The Surprising Story Behind George Washington's Inaugural Bible

Daveblog, Flickr // CC BY-NC-ND 2.0
Daveblog, Flickr // CC BY-NC-ND 2.0 / Daveblog, Flickr // CC BY-NC-ND 2.0

When we witness the inauguration of the next President of the United States in about a year, the incoming POTUS will likely be sworn in using a special Bible. Some, like Lyndon B. Johnson, have chosen family Bibles. Others have selected a Bible used by a former president, which is what Barack Obama did in 2009 when he was sworn in with Abraham Lincoln's sacred tome.

A few have even chosen to use the Holy Grail of presidential Bibles—the one George Washington placed his hand on when he was sworn in on April 30, 1789. But that Bible, which is now a cherished relic of the United States, was originally nothing more than an afterthought.

Washington’s inauguration took place not in D.C., but at Federal Hall in New York, where Congress met at the time. Everything else had been prepared for the ceremony when someone realized that no one had brought a Holy Bible for Washington to swear on. Jacob Morton, a Mason and the Master of nearby St. John’s Lodge, offered to run and grab the Bible from the altar at St. John’s. With no other options readily available, Chancellor of New York Robert Livingston gladly took him up on it. During the ceremony, Washington placed his right hand on the text, which was open to Genesis 49:13. (Don’t search too hard for any meaning—the Library of Congress says it was “opened at random due to haste.”)

*Aim of the exercise:*
Reproduce the stretch of the piece on George Washington's inaugural Bible from "The Surprising Story" through "Lincoln's sacred tome.". The listing has no connection to the piece on George Washington's inaugural Bible.

*Free-text object descriptions:*

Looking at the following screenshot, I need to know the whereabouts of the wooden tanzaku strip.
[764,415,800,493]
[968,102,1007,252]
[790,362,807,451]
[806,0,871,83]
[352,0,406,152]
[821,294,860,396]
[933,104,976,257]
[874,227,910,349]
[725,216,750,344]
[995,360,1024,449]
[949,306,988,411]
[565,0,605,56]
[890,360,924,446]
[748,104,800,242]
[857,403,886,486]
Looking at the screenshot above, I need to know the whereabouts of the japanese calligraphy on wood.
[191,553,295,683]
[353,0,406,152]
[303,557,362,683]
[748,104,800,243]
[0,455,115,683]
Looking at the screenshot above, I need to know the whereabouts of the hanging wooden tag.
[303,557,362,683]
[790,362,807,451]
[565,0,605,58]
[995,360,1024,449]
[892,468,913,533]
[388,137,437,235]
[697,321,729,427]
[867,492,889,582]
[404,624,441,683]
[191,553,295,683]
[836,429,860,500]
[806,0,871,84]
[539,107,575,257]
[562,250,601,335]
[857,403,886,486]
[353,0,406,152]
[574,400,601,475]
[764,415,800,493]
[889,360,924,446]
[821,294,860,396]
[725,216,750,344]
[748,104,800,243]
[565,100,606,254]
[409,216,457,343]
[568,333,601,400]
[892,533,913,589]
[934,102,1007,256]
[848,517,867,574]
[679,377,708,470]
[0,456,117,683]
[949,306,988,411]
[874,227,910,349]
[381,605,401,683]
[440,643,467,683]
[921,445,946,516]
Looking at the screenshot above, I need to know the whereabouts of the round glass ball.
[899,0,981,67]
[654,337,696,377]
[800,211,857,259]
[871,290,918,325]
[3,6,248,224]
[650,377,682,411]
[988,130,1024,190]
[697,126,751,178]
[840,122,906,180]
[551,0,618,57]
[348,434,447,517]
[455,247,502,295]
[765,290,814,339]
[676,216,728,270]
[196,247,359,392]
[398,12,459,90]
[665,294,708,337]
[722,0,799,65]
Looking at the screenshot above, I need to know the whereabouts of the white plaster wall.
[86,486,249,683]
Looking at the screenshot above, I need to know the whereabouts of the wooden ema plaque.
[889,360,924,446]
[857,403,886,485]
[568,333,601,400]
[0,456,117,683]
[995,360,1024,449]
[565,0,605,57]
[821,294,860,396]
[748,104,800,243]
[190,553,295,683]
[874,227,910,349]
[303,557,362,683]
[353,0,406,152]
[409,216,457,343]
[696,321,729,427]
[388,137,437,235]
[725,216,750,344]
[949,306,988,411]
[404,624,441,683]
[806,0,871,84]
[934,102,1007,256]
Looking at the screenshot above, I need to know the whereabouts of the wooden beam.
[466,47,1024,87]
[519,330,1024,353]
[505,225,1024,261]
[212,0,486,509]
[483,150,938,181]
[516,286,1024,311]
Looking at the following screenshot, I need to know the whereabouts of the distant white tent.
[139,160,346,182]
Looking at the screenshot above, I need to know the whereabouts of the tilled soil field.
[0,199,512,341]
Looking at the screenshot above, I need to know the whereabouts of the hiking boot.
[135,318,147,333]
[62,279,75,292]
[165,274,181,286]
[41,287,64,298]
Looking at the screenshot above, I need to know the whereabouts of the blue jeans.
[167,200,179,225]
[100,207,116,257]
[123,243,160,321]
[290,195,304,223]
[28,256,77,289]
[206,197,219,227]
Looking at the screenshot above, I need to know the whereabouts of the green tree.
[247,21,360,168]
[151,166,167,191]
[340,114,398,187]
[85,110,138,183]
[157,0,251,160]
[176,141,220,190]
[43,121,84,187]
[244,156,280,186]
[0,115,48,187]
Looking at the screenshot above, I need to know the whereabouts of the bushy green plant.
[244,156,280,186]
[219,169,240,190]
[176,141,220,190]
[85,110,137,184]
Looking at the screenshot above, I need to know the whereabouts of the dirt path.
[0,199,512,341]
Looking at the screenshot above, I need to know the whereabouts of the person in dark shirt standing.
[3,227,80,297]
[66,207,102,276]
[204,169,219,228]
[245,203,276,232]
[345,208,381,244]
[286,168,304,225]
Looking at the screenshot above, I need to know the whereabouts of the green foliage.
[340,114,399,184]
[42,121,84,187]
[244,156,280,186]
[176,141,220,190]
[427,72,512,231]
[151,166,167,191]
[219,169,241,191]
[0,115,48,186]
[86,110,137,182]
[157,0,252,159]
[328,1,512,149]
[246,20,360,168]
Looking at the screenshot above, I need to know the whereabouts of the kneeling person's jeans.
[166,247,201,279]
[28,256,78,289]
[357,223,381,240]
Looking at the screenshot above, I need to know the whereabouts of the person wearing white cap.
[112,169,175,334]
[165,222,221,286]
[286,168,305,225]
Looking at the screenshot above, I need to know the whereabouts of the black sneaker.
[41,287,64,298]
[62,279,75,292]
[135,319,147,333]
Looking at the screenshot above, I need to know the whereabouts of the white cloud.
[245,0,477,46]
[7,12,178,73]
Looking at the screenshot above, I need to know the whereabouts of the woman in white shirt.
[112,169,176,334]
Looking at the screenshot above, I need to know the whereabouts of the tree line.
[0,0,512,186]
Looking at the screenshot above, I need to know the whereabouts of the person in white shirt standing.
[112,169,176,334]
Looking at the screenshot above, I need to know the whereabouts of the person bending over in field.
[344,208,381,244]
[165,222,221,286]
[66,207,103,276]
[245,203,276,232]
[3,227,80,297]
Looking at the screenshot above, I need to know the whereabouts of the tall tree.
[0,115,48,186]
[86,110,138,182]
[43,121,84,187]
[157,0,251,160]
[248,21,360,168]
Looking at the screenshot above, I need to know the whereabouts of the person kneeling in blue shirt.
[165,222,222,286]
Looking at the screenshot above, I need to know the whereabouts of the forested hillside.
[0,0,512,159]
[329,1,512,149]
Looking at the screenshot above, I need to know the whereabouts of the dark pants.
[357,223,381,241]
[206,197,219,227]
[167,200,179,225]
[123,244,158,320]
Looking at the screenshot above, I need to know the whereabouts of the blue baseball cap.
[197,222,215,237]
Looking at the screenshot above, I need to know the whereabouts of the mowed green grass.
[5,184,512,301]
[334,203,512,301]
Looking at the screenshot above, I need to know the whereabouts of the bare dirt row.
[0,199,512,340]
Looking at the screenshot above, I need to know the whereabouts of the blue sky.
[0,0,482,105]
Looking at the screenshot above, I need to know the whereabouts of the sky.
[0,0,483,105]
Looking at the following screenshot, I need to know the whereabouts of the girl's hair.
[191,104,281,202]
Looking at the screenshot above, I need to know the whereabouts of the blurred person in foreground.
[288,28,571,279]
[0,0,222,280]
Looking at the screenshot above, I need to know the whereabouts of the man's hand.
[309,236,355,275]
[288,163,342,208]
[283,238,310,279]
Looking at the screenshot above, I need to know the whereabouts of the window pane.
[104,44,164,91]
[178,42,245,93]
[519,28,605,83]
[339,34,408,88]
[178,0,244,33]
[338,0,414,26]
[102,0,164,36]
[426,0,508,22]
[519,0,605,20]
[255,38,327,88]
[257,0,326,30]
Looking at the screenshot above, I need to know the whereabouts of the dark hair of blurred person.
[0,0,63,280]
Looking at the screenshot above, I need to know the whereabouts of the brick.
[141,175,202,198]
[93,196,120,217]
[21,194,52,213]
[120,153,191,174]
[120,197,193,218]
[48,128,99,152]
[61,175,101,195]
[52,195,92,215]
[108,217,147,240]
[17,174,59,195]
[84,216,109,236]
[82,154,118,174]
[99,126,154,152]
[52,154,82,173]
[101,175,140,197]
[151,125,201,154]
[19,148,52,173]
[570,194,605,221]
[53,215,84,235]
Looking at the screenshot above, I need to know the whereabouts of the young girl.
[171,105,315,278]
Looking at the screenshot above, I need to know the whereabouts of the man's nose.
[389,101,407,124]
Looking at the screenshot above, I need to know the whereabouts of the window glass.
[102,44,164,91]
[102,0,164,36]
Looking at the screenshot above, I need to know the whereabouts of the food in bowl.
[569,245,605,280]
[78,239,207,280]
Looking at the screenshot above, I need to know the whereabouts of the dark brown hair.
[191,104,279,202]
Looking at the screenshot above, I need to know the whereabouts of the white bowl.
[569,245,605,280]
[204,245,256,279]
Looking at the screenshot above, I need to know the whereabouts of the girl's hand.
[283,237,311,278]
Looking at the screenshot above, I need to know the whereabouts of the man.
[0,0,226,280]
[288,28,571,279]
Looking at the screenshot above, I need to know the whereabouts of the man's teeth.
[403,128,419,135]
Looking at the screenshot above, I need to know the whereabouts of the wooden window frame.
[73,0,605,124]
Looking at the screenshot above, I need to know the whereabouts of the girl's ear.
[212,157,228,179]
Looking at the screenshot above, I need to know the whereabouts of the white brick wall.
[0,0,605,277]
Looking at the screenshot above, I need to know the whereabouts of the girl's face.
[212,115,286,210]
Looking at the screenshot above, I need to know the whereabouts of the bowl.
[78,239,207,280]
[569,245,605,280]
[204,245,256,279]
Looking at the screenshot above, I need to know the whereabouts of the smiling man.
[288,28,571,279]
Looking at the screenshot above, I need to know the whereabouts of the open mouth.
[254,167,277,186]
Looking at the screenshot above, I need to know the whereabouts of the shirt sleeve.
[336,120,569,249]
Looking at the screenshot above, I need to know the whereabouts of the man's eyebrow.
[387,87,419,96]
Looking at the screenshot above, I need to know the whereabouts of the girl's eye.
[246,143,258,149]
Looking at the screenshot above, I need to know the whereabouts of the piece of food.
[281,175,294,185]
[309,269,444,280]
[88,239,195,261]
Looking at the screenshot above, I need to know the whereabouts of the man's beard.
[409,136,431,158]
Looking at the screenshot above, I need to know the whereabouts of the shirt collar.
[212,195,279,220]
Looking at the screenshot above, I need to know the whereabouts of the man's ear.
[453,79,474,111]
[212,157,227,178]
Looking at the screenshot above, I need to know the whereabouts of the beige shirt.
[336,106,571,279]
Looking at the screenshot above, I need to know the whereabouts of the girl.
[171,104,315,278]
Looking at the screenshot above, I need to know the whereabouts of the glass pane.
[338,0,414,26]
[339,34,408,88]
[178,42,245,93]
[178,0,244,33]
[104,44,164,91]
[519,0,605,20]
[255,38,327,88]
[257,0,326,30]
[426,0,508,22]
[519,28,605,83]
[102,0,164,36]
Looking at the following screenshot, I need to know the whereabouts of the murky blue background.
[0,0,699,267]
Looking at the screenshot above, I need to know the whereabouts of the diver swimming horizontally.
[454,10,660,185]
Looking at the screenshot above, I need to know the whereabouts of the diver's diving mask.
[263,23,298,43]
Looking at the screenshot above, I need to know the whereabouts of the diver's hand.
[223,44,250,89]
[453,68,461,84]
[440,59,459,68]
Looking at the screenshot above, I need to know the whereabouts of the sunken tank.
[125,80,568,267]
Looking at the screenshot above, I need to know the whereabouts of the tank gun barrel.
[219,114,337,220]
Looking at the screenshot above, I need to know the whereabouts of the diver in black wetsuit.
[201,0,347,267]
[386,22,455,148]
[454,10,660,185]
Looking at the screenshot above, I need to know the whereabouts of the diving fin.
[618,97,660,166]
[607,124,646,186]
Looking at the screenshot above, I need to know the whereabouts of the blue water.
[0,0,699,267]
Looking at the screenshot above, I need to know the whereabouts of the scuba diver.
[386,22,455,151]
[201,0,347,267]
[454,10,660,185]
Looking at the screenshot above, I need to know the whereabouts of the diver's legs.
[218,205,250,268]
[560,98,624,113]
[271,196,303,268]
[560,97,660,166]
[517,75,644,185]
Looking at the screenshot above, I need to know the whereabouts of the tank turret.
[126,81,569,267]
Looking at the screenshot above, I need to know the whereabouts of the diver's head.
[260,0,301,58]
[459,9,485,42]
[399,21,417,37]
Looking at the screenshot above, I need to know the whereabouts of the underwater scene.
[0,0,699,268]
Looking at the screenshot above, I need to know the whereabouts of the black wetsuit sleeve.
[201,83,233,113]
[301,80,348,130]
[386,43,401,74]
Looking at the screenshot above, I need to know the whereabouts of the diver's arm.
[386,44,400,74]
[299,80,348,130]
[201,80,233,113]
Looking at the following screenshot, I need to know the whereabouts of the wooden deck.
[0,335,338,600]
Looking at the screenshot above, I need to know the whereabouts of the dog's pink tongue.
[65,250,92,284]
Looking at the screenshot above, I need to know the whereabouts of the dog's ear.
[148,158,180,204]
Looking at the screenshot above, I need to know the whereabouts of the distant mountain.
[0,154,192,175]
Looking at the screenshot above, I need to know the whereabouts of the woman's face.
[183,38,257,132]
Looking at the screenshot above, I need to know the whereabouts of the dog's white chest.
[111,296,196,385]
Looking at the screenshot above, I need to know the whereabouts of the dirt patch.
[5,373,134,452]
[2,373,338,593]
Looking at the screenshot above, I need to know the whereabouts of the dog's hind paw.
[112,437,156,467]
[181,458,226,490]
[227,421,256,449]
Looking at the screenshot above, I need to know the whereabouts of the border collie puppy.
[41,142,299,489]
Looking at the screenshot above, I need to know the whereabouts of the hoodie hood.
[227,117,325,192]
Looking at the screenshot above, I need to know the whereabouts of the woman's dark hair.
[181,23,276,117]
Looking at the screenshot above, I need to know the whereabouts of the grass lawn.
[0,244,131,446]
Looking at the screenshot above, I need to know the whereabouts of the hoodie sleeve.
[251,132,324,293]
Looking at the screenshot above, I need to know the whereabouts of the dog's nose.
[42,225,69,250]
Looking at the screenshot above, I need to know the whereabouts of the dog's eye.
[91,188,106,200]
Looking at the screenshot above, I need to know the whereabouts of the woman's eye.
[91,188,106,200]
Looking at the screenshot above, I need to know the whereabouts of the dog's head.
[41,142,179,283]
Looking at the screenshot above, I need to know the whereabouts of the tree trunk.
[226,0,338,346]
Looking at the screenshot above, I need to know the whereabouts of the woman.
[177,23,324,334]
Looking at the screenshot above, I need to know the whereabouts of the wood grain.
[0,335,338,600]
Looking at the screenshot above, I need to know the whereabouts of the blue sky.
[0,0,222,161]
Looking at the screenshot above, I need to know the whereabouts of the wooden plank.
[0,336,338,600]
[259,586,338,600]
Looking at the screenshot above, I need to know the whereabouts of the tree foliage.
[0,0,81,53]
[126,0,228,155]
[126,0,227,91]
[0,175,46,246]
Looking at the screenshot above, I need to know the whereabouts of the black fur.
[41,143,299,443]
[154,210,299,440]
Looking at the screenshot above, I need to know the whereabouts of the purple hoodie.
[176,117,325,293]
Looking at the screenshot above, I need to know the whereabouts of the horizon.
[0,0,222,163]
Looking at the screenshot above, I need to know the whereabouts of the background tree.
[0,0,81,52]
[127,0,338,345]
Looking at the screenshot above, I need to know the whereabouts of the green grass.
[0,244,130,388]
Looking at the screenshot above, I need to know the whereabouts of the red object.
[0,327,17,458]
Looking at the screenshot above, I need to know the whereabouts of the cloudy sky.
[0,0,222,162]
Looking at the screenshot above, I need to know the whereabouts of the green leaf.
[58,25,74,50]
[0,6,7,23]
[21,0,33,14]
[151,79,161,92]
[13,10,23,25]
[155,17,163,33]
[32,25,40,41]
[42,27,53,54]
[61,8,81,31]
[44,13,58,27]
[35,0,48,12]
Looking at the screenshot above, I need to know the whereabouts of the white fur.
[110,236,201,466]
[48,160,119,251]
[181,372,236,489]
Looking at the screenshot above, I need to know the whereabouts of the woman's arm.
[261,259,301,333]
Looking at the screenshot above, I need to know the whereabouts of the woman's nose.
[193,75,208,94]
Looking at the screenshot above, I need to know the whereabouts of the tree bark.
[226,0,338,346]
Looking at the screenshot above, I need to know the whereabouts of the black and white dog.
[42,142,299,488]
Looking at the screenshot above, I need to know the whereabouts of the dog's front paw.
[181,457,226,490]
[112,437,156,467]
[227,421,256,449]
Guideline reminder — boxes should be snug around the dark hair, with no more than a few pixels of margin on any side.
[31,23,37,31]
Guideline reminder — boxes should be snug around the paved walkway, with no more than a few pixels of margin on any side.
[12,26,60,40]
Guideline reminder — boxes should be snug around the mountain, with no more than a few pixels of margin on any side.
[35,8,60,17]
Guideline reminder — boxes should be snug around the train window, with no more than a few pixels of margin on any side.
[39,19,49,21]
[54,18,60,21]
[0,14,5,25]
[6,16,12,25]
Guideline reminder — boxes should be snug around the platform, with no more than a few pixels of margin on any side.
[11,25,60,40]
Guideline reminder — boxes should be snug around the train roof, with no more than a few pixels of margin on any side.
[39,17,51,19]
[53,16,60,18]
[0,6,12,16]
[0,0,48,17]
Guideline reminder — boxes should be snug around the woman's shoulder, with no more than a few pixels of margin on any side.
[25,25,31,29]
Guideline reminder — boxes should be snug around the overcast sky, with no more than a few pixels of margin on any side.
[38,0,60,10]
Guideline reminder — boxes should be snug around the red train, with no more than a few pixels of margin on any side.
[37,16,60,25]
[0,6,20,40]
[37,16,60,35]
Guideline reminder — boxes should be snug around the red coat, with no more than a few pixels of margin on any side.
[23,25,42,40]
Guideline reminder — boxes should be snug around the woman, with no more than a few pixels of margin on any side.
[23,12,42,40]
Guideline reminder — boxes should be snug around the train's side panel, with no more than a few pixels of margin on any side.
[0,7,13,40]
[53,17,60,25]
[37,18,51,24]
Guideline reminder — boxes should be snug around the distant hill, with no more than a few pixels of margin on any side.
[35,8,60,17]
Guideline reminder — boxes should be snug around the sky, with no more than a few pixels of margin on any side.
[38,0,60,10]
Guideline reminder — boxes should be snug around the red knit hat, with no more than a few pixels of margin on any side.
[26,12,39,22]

*Solution below:*
The Surprising Story Behind George Washington's Inaugural Bible

Daveblog, Flickr // CC BY-NC-ND 2.0
Daveblog, Flickr // CC BY-NC-ND 2.0 / Daveblog, Flickr // CC BY-NC-ND 2.0

When we witness the inauguration of the next President of the United States in about a year, the incoming POTUS will likely be sworn in using a special Bible. Some, like Lyndon B. Johnson, have chosen family Bibles. Others have selected a Bible used by a former president, which is what Barack Obama did in 2009 when he was sworn in with Abraham Lincoln's sacred tome.